**AUFGABENSTELLUNG**
Gib die folgenden Einträge als zweispaltige CSV mit den Spalten prompt und target wieder, eine Zeile pro Eintrag. Jede Zeile enthält den Text und die zugehörige Antwort, jeweils als Feld in Anführungszeichen, wobei Zeilenumbrüche durch Leerzeichen ersetzt werden.

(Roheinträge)
+++

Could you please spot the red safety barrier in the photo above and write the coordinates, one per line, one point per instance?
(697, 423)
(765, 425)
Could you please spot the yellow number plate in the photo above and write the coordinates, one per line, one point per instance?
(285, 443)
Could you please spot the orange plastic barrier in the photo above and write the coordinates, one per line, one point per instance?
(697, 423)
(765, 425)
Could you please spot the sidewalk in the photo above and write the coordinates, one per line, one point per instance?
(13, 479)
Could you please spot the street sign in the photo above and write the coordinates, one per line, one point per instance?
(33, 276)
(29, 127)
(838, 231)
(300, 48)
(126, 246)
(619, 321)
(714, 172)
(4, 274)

+++

**AUFGABENERGEBNIS**
prompt,target
"Could you please spot the red safety barrier in the photo above and write the coordinates, one per line, one point per instance?","(697, 423) (765, 425)"
"Could you please spot the yellow number plate in the photo above and write the coordinates, one per line, one point per instance?","(285, 443)"
"Could you please spot the orange plastic barrier in the photo above and write the coordinates, one per line, one point per instance?","(697, 423) (765, 425)"
"Could you please spot the sidewalk in the photo above and write the coordinates, one per line, one point per instance?","(13, 479)"
"Could you please spot the street sign in the photo above and write the coordinates, one per line, one point per instance?","(33, 276) (29, 127) (838, 231) (300, 48) (126, 246) (619, 321) (714, 172) (4, 274)"